PROBLEM DESCRIPTION. Reproduce all of the material below with "marker" swapped for "pin" wherever it occurs, leaving everything else unchanged.

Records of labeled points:

## BEGIN

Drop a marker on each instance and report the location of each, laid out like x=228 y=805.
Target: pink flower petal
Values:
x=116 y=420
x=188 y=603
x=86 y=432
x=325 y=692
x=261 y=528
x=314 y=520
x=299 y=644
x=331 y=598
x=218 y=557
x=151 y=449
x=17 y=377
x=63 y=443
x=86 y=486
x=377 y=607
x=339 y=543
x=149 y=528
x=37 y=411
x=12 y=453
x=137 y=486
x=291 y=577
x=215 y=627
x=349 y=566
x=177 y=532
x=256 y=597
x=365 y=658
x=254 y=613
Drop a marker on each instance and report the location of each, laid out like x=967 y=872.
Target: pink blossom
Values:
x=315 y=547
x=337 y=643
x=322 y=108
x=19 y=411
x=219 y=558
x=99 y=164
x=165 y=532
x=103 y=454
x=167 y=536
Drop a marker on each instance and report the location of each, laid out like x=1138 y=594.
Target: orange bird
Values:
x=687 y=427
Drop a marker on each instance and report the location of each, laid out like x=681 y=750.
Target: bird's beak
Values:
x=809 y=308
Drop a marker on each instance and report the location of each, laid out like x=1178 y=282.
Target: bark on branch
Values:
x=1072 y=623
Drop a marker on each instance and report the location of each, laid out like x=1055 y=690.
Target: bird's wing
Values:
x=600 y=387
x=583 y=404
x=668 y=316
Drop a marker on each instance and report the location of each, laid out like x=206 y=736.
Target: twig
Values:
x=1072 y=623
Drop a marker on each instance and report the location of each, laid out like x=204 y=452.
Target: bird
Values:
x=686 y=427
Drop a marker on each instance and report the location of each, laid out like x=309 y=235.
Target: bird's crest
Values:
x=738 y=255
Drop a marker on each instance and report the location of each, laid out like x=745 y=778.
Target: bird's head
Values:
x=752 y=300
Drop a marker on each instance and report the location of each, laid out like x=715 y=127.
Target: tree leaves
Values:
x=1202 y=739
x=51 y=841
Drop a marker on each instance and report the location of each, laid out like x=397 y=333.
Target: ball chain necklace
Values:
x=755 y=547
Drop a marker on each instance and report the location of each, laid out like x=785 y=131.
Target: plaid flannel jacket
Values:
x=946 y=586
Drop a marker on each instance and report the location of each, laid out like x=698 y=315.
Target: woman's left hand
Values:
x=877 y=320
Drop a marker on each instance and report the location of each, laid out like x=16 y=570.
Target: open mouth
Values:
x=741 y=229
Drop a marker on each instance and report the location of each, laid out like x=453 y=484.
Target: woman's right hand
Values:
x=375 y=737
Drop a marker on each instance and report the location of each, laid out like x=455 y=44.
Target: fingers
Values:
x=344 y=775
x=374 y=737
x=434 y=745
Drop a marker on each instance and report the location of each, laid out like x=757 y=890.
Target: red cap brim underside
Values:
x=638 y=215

## END

EXPECTED OUTPUT.
Drop a pin on each instance and report the location of each, laid out like x=228 y=805.
Target: pink flower petal
Values:
x=116 y=420
x=188 y=603
x=86 y=432
x=325 y=692
x=261 y=528
x=314 y=520
x=299 y=644
x=331 y=598
x=218 y=557
x=151 y=449
x=17 y=377
x=63 y=443
x=86 y=486
x=377 y=607
x=339 y=543
x=149 y=528
x=37 y=411
x=12 y=453
x=137 y=486
x=291 y=577
x=215 y=627
x=349 y=566
x=177 y=532
x=256 y=597
x=365 y=658
x=254 y=613
Drop a pin on each instance and report the location of each, laid out like x=967 y=872.
Target: pink blossom
Values:
x=315 y=547
x=337 y=643
x=322 y=108
x=19 y=411
x=219 y=558
x=99 y=164
x=165 y=532
x=103 y=454
x=167 y=536
Drop a pin on each instance and report the location of each, laid out like x=1138 y=594.
Target: orange bird
Values:
x=687 y=427
Drop a pin on each instance and report the location of each, laid out like x=681 y=750.
Target: bird's beak
Values:
x=809 y=308
Drop a pin on each instance and report the location of each, laid out like x=1178 y=282.
Target: bark on branch
Values:
x=1072 y=623
Drop a pin on each instance and report the location of each, laid out like x=1055 y=690.
Target: bird's wing
Values:
x=600 y=387
x=583 y=404
x=668 y=316
Drop a pin on each instance and report the location of each, laid out like x=206 y=736.
Target: twig
Values:
x=1072 y=623
Drop a pin on each instance and report the location of each, laid out like x=204 y=452.
Target: bird
Values:
x=686 y=427
Drop a pin on each instance and report the location of each, laid out like x=309 y=235.
Target: bird's crest
Values:
x=738 y=255
Drop a pin on each instance and report the location of each, laid out like x=745 y=778.
Target: bird's head
Values:
x=752 y=300
Drop a pin on each instance and report the location of each, laid out like x=715 y=127.
Target: tree leaves
Values:
x=1202 y=739
x=51 y=841
Drop a pin on each instance and report the location of each, laid out like x=397 y=333.
Target: ball chain necklace
Values:
x=755 y=547
Drop a pin on each instance and report the location of each, laid out like x=785 y=131.
Target: plaid flannel jacket
Values:
x=946 y=586
Drop a pin on each instance and report the location of each, laid out like x=698 y=315.
Target: woman's left hand
Values:
x=877 y=320
Drop a pin on each instance and report the location of each, laid out like x=16 y=570.
Target: open mouth
Values:
x=741 y=229
Drop a pin on each instance and report the location of each, laid out like x=453 y=484.
Target: woman's right hand
Values:
x=375 y=737
Drop a pin on each instance and report the location of each, laid out like x=455 y=44.
Target: fingers
Values:
x=344 y=775
x=374 y=737
x=434 y=745
Drop a pin on each instance and report the location of each, laid out like x=757 y=890.
Target: red cap brim underside
Values:
x=638 y=215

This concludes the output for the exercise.